◆ **What is needed**: Exclude the pictures, then restate every entry below exactly.

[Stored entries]
Start of Block
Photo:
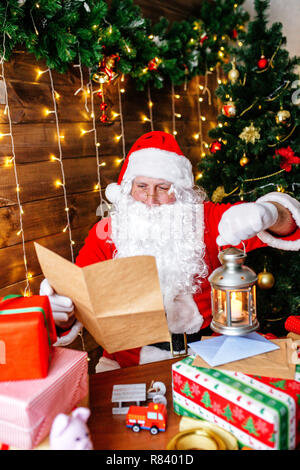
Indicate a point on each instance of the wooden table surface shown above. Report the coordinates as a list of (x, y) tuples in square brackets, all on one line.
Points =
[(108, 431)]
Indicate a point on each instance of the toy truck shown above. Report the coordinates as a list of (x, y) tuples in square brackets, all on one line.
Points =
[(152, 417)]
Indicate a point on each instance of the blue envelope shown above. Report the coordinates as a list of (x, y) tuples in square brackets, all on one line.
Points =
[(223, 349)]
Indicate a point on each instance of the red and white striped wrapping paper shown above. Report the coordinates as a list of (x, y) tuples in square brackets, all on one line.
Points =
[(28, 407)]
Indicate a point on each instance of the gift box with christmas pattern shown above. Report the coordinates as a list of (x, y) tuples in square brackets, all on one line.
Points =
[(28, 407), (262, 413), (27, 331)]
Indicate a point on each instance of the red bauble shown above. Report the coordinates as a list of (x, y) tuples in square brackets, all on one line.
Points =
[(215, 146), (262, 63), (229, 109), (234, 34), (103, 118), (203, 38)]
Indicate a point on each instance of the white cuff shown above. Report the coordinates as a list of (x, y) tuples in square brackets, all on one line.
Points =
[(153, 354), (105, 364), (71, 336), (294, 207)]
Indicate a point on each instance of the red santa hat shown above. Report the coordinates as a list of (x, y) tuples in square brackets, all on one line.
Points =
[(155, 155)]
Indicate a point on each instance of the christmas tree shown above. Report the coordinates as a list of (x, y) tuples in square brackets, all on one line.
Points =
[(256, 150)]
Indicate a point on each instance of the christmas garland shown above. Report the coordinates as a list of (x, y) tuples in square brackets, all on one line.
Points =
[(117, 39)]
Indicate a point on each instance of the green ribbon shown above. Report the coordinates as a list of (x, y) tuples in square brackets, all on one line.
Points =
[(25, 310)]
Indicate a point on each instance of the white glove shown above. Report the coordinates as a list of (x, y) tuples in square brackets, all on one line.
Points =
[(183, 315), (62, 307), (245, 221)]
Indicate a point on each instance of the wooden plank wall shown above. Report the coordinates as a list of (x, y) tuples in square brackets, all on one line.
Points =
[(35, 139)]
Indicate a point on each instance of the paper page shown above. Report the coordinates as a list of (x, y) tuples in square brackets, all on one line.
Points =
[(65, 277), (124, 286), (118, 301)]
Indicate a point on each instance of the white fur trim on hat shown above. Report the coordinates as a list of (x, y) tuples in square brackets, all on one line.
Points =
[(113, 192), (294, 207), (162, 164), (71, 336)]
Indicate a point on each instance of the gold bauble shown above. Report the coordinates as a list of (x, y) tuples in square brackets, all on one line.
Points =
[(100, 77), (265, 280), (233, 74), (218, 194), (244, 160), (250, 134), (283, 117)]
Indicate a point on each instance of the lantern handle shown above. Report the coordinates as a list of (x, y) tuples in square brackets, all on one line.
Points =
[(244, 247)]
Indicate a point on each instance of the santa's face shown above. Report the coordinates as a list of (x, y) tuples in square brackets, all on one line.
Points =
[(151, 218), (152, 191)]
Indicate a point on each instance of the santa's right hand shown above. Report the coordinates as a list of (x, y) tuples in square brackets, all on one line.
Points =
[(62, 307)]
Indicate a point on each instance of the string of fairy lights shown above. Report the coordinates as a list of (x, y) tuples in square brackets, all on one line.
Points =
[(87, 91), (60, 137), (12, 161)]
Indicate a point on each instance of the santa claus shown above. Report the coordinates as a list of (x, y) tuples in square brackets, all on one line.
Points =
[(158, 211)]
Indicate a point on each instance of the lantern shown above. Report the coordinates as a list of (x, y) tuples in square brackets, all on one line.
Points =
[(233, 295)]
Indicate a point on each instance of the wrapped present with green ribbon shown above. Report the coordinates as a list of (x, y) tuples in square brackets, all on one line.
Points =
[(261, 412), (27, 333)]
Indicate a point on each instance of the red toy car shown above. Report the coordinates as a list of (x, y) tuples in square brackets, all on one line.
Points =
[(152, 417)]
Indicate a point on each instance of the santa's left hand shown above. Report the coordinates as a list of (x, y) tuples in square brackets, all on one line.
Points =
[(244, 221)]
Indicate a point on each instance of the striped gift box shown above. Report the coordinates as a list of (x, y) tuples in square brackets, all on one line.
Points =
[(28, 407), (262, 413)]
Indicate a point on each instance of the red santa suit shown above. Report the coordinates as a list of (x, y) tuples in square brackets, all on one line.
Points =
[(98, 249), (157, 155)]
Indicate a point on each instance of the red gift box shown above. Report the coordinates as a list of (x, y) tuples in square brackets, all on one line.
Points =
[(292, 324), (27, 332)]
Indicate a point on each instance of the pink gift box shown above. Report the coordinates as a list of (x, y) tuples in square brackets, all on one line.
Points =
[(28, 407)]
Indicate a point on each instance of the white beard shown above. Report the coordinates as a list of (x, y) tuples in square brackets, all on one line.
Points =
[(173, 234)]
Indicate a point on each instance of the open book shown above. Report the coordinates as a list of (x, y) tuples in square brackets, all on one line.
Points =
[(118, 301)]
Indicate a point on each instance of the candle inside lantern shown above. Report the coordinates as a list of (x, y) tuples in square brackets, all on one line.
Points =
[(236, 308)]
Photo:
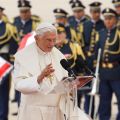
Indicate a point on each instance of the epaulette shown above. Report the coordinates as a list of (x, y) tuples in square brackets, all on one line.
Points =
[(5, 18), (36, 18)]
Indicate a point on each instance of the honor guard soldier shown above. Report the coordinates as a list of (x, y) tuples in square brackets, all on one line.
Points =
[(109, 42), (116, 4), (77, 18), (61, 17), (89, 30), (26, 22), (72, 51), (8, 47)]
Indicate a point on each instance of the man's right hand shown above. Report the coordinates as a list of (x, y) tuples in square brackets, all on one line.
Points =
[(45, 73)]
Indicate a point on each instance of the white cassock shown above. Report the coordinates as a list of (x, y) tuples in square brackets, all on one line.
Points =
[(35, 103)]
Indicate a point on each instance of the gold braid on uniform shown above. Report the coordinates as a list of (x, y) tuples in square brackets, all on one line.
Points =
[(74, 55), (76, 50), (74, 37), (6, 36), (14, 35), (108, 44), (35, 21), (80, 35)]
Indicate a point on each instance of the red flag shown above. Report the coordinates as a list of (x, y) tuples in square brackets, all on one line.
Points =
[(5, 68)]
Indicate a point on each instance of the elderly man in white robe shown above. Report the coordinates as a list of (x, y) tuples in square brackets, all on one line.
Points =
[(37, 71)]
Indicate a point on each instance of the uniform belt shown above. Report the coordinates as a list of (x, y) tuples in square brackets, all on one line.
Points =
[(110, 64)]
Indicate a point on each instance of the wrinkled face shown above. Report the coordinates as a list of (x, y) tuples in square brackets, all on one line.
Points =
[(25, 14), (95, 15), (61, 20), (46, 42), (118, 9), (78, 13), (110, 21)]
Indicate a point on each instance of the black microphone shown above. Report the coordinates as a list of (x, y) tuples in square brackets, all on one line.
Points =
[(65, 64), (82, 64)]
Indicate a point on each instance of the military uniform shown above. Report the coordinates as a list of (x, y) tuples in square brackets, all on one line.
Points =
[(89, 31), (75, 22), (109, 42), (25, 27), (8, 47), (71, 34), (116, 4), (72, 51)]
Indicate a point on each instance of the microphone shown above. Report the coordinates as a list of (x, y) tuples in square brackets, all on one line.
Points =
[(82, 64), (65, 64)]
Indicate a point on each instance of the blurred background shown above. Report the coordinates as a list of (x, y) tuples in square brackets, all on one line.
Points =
End of Block
◆ **Answer**:
Photo:
Indicate a point on each instance of the wooden table surface shown above. Report the coordinates as a list of (x, y) tuples in square brackets, all on one line.
Points =
[(108, 431)]
Indicate a point on each instance of the toy truck shown above. Report the coordinates as a list of (x, y) tuples in square brackets, all on one line.
Points =
[(152, 417)]
Indicate a point on each instance of the blue envelope shown above. Report the coordinates as a list of (x, y) tuples in square brackets, all on one line.
Points =
[(223, 349)]
Indicate a point on each instance of the red and white striped wrapping paper shown above. Report the coordinates as a list of (x, y) tuples in square brackets, all on one line.
Points =
[(28, 407)]
Indicate a point on each instance of the gift box with christmas pattern shown above. Report the coordinates as a list of (x, y) tuples in square brackets, all on one line.
Points =
[(28, 407), (262, 413), (27, 331)]
Indicate a point on each instance of the red bauble shown above. Report the coordinates as a list of (x, y) tuples in square brackets, all on one line.
Points =
[(215, 146), (262, 63), (229, 109), (234, 34), (103, 118), (203, 38)]
Indicate a point on each instance of the white cuff shown above. Report the coordinates as a list of (x, y) tuples in square brackets, all on one line.
Points =
[(153, 354), (105, 364), (71, 336), (294, 207)]
Indicate a point on each instance of the red santa hat shown above. Report the coordinates as a list of (x, y) tuples in square brackets, all on one line.
Points =
[(155, 155)]
Indicate a point on each instance of the christmas tree shown above. Report the coordinates as a list of (x, y) tuples in square brackets, all on one line.
Points =
[(256, 150)]
Indicate a point on each instance of the christmas garland shown above. Report the coordinates as a list of (x, y) tuples in square brackets, all on one line.
Points =
[(117, 39)]
Indicate a point on each instance of the green ribbon shown above. Report the coordinates as a list of (x, y) tuples in square brackets, all on one line.
Points =
[(25, 310)]
Indicate a point on each instance of the white glove shown above. Report the coordinates as a list of (x, y) tuples in square brackets, all on one line.
Points =
[(183, 315), (62, 307), (245, 221)]
Indicate a point on each instance of the wooden plank wall shown above. Report the coordinates as a list of (x, y) tuples in square brackets, all on one line.
Points =
[(35, 139)]
Indicate a point on each instance of the paper page shown above. Report the coordinates as a list of (x, y) tuples in square brackets, all on one line.
Points =
[(65, 277), (124, 286), (118, 301)]
Indicate a point on each instance of the white fur trim on hat shown above. Report the coordinates as a list of (x, y) tuples in square brackets, all on one line.
Points =
[(113, 192), (294, 207), (162, 164), (71, 336)]
Indicate a point on each instance of the gold bauble shown above. Report the coordinates as a list of (x, y) tuples in square brackets, all on one line.
Points =
[(100, 77), (265, 280), (233, 74), (218, 194), (244, 160), (250, 134), (283, 117)]
Indicate a point on each instance of the lantern handle shown above. Report the coordinates as a list of (x, y) tuples in square brackets, all on one line.
Points =
[(244, 247)]
Indicate a point on each instance of the santa's face shown above. Report the coordinates as a list of (x, y) tuples in square brackets, all on one line.
Points =
[(151, 218), (152, 191)]
Indicate a point on each instance of the santa's right hand shown above. Report the coordinates as a list of (x, y) tuples in square brackets, all on one line.
Points =
[(62, 307)]
Indicate a point on each instance of the string of fairy lights shown above. Report the coordinates as a list of (x, y) tuples in square brackets, all on one line.
Points =
[(87, 91), (60, 137), (12, 161)]
Indicate a point on each instance of the santa claus shown above. Report the coordinates as a list of (x, y) tuples in square brackets, all on one line.
Points =
[(158, 211)]
Indicate a point on each instance of the lantern shown above. Report the coordinates as a list of (x, y) tuples in square brackets, all on one line.
Points =
[(233, 295)]
Indicate a point on each instance of the wrapped present with green ribbon shown above. Report the coordinates as a list of (x, y) tuples in square brackets, all on one line.
Points =
[(261, 412), (27, 333)]
Indicate a point on each instance of the red toy car shown above. Report the coordinates as a list of (x, y) tuples in square brackets, all on one line.
Points =
[(152, 417)]
Indicate a point on each instance of the santa's left hand shown above. Report the coordinates as a list of (x, y) tuples in square brackets, all on one line.
Points =
[(244, 221)]
Indicate a point on each instance of the striped gift box shown above. Report the coordinates as a list of (x, y) tuples in square brackets, all on one line.
Points =
[(28, 407), (262, 413)]
Indicate a point on each instance of the red santa suit shown above. Report the coordinates as a list of (x, y) tuples in square brackets, all on one line.
Points =
[(98, 249), (157, 155)]
Indicate a point on each instance of the red gift box shown above. Report the coordinates as a list of (x, y) tuples in square brackets, all on one line.
Points =
[(292, 324), (27, 332)]
Indicate a point on each instance of the pink gift box shown above. Report the coordinates as a list of (x, y) tuples in square brackets, all on one line.
Points =
[(28, 407)]
Indicate a point on each instance of the white beard shown above. Report the coordinates as a list of (x, y) tuples in square brackets, all on one line.
Points =
[(173, 234)]
Indicate a point on each instance of the open book shown above. Report the coordinates as a list of (x, y) tuples in square brackets, all on one line.
Points =
[(118, 301)]
Indicate a point on each instance of the candle inside lantern shown above. Report the coordinates as a list of (x, y) tuples in square brackets, all on one line.
Points =
[(236, 308)]
Photo:
Indicate a point on each instance of the epaulette shown above. Report the coordinates as a list of (x, y) tuples in square brackets, all on one line.
Points =
[(5, 18), (36, 18)]
Indicate a point on each instance of the honor guard soldier shown above. Report the coordinates as a list of (x, y) tuples in square brackets, all on one line.
Points =
[(109, 42), (116, 4), (77, 18), (61, 17), (89, 30), (26, 22), (72, 51), (8, 47)]
Indicate a point on each instance of the man's right hand shown above. Report the coordinates as a list of (x, y) tuples in square brackets, all on one line.
Points =
[(45, 73)]
Indicate a point on each instance of the white cassock shown above. Report the coordinates as a list of (x, y) tuples in square brackets, all on one line.
Points =
[(35, 103)]
Indicate a point on each instance of the gold braid on uniform shown above. Report the coordinates as a list of (x, y) tuples in square brackets, all on one line.
Points =
[(74, 55), (76, 50), (74, 37), (6, 36), (14, 35), (108, 44), (35, 21), (80, 35)]
Indicate a point on each instance of the red flag shown above. Report the coordinates as a list of (x, y) tuples in square brackets, all on one line.
Points =
[(5, 68)]
Indicate a point on each instance of the elderly man in white robe shown above. Report the coordinates as a list of (x, y) tuples in square brackets, all on one line.
Points =
[(37, 71)]
Indicate a point on each instance of the uniform belt shown above. Report the coordinates as a list of (x, y) tuples in square brackets, all on one line.
Points =
[(110, 64)]
Indicate a point on each instance of the wrinkled face shown above. Report the coordinates as a list of (x, y) tuples in square brackets, all on one line.
Points =
[(25, 14), (95, 15), (61, 20), (46, 42), (118, 9), (78, 13), (110, 21)]
Indicate a point on each instance of the black microphone shown above. Report the coordinates as a list of (x, y) tuples in square brackets, all on one line.
Points =
[(65, 64), (82, 64)]
Indicate a point on each instance of the military uniform shown above. Report the coordinates as a list of (x, y) tuples in square brackets, all on one line.
Points =
[(89, 31), (75, 22), (109, 42), (25, 27), (8, 47), (71, 34), (116, 4), (72, 51)]
Indicate a point on each instance of the microphone shown above. Report the coordinates as a list of (x, y) tuples in square brackets, all on one line.
Points =
[(82, 64), (65, 64)]
Indicate a point on each instance of the blurred background shown above. Report the coordinates as a list of (x, y) tuples in square brackets, all on one line.
Points =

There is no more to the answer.